* START Source material *

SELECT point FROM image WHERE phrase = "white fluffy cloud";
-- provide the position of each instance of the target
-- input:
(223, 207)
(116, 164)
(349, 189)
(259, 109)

* END Source material *

Stated task: Exactly reproduce every line of the data above.

Response:
SELECT point FROM image WHERE phrase = "white fluffy cloud";
-- provide the position of each instance of the target
-- input:
(223, 207)
(116, 164)
(349, 189)
(259, 109)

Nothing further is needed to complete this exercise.